- Born: 1 December 1928 Sandwip, Bengal, British India
- Died: 17 April 1971 (aged 42) Chittagong Cantonment, Chittagong, Bangladesh
- Allegiance: Bangladesh Pakistan (before 1971)
- Branch: Bangladesh Army Pakistan Army
- Service years: 1953 - 1971
- Rank: Major
- Unit: Army Medical Corps
- Known for: Martyred Intellectual
- Conflicts: Bangladesh Liberation War Operation Searchlight †; ;
- Education: Chittagong College Dhaka Medical College

= AKM Asadul Haq =

Shaheed Alamgirul Kamaluddin Mohammed Asadul Haq was a Bangladeshi physician and an army officer in the Pakistan Army who was killed in the Bangladesh Liberation War and is considered a martyr in Bangladesh.

==Early life==
Haq was born on 1 December 1928 at Santoshpur, Sandwip Upazila, Chittagong District, East Bengal, British Raj. He graduated from Kathghar High School in 1944 and from Chittagong College in 1946. He completed his MBBS from Dhaka Medical College in 1952. He was harassed by police during his internship at Dhaka Medical College for treating protesters injured in the 1952 Language Movement.
________
About this exercise:
Reproduce the biographical text on AKM Asadul Haq word for word, from start to finish.
________
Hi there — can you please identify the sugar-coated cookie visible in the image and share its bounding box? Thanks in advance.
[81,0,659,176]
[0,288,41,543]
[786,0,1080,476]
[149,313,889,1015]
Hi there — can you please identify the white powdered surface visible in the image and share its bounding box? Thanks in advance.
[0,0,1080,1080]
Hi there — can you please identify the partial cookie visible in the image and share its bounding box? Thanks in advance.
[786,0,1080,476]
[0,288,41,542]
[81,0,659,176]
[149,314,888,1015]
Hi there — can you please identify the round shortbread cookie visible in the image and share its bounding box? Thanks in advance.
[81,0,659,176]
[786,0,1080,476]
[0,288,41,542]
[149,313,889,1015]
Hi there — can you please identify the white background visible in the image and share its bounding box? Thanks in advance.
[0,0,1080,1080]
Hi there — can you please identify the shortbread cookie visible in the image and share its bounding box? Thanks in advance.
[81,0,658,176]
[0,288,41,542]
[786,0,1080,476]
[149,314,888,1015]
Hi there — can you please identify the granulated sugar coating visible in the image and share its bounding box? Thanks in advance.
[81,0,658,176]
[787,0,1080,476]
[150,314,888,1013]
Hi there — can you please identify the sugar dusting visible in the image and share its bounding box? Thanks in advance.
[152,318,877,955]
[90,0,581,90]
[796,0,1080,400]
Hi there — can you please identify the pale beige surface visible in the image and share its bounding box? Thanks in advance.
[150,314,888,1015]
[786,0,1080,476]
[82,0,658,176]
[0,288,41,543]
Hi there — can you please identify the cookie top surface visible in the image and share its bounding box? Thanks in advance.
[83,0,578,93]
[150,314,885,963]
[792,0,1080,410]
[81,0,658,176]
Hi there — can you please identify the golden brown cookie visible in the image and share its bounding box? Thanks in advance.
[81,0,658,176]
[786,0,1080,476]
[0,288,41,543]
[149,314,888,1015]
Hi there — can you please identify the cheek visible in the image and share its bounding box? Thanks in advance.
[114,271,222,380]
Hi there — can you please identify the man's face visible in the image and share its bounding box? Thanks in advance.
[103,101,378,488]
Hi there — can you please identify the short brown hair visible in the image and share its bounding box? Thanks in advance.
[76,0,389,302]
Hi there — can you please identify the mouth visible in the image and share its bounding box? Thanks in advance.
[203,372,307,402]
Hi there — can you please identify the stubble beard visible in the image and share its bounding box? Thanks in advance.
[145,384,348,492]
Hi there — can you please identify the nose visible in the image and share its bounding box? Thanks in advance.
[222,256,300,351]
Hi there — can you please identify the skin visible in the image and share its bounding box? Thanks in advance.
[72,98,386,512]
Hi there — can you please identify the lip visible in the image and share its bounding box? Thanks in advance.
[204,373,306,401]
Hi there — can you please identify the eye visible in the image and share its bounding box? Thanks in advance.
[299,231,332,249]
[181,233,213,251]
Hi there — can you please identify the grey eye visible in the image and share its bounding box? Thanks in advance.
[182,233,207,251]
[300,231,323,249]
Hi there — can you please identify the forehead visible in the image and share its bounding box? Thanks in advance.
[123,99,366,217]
________
Task result:
- Born: 1 December 1928 Sandwip, Bengal, British India
- Died: 17 April 1971 (aged 42) Chittagong Cantonment, Chittagong, Bangladesh
- Allegiance: Bangladesh Pakistan (before 1971)
- Branch: Bangladesh Army Pakistan Army
- Service years: 1953 - 1971
- Rank: Major
- Unit: Army Medical Corps
- Known for: Martyred Intellectual
- Conflicts: Bangladesh Liberation War Operation Searchlight †; ;
- Education: Chittagong College Dhaka Medical College

= AKM Asadul Haq =

Shaheed Alamgirul Kamaluddin Mohammed Asadul Haq was a Bangladeshi physician and an army officer in the Pakistan Army who was killed in the Bangladesh Liberation War and is considered a martyr in Bangladesh.

==Early life==
Haq was born on 1 December 1928 at Santoshpur, Sandwip Upazila, Chittagong District, East Bengal, British Raj. He graduated from Kathghar High School in 1944 and from Chittagong College in 1946. He completed his MBBS from Dhaka Medical College in 1952. He was harassed by police during his internship at Dhaka Medical College for treating protesters injured in the 1952 Language Movement.